-- WORK INSTRUCTION 1 --
Answer these questions from the household debt article:
(a) What was total household debt as a percent of GDP in 2019?
(b) According to the survey, do men or women incur more debt?
(c) Which age group holds proportionately more debt than other segments of the population?
-- WORK INSTRUCTION 2 --
Extend the household debt article with the paragraphs that come next.
*** Opening SUPPLIED TEXT ***
P58.4 billion household debt

BAKANG TIRO

editors@thepattriot.co.bw

The central bank, Bank of Botswana (BoB) has disclosed in its annual December 2021 Household Indebtedness Survey that the total household debt amount to P54.8 billion. Banks are the most owed.

The household debt amounting to P54.8 billon, BoB says, comprises bank loans (88.9 percent micro-lenders loans (9.1 percent), hire purchase credit (1 percent) and SACCO’s loans (1 percent).

“As a percent of Gross Domestic Product (GDP), total household debt was 31.7 percent in the same period; this compares to the 28.4 percent in 2019. As with the previous surveys, the current survey indicated that men incur more debt than women and that the population group aged 30 to 49 years old has proportionately more debt than other age segments of the population,” said the central bank.

The banks, according to BoB, were the largest financiers of the household borrowers accounting for 59%. The banks were followed by the micro lenders at 32.2%, hire purchase 14 % and SACCOS at 31%.
*** Closing SUPPLIED TEXT ***
*** Opening DATA FOR ANALYSIS ***
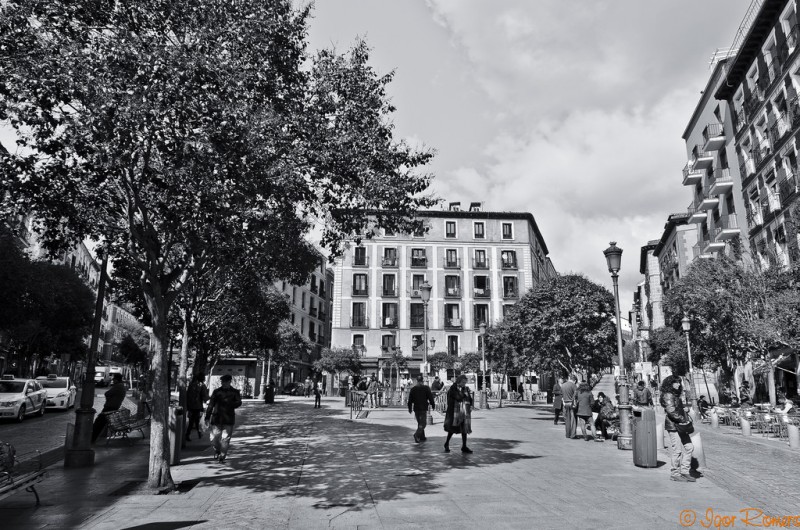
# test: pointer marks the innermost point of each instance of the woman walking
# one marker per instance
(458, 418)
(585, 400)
*** Closing DATA FOR ANALYSIS ***
*** Opening DATA FOR ANALYSIS ***
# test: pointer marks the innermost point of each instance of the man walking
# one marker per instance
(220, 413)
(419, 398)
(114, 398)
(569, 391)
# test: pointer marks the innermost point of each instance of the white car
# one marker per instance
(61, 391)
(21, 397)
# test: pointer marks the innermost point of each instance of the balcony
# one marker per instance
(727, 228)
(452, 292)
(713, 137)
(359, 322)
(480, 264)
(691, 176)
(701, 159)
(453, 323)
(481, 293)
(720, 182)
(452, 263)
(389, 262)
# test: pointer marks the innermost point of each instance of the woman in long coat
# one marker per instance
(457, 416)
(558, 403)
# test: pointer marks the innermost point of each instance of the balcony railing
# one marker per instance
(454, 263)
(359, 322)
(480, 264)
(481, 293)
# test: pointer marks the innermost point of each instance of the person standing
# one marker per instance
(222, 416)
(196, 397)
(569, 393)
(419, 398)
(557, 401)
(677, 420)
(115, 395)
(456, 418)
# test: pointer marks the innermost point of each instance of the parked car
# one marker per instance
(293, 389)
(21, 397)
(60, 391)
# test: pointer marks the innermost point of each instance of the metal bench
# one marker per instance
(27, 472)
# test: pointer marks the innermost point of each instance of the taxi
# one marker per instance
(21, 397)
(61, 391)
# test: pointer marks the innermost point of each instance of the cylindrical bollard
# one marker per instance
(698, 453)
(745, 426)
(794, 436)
*** Closing DATA FOR ANALYSIS ***
-- ANSWER SECTION 1 --
(a) 28.4 percent
(b) Men
(c) People aged 30 to 49 years old

-- ANSWER SECTION 2 --
“The survey has indicated that household borrowers aged 30 to 49 years were in the majority in the overall credit market at 70.6 percent (60.7 percent in 2019), followed by those aged 50 years and above (15.8 percent) and those less than 30 years (13.6 percent). In value terms, 56.3 percent (of the loans) went to males compared to 43.7 percent for females. This represented a decline from 2019 for males (61 percent) and an increase for females (39 percent),” said the central bank.

Government employees, including those working for Parastatals, emerged as the largest borrowers.

Government employees (including parastatals) accounted 59.8 percent), followed by private sector employees (36.9 percent). Those that are self-employed accounted for 2.7 percent while the unemployed individuals accounted for 0.6 percent of total household borrowers, the household indebtedness says.

According to the central bank, this is because in Botswana the government alone is the single largest employer and that explains the dominance of government employees in total household debt obligations.

“Employment contracts in Government are mostly on permanent and pensionable basis, making Government jobs more secure or reliable for purposes of a loan provision. Furthermore, domestic credit tends to be channeled towards the most productive age group (30 – 50 years) in line with the dictates of consumption smoothing the concept of the life cycle income hypothesis; thus, being supportive of welfare enhancement, economic growth and development,” reads part of survey.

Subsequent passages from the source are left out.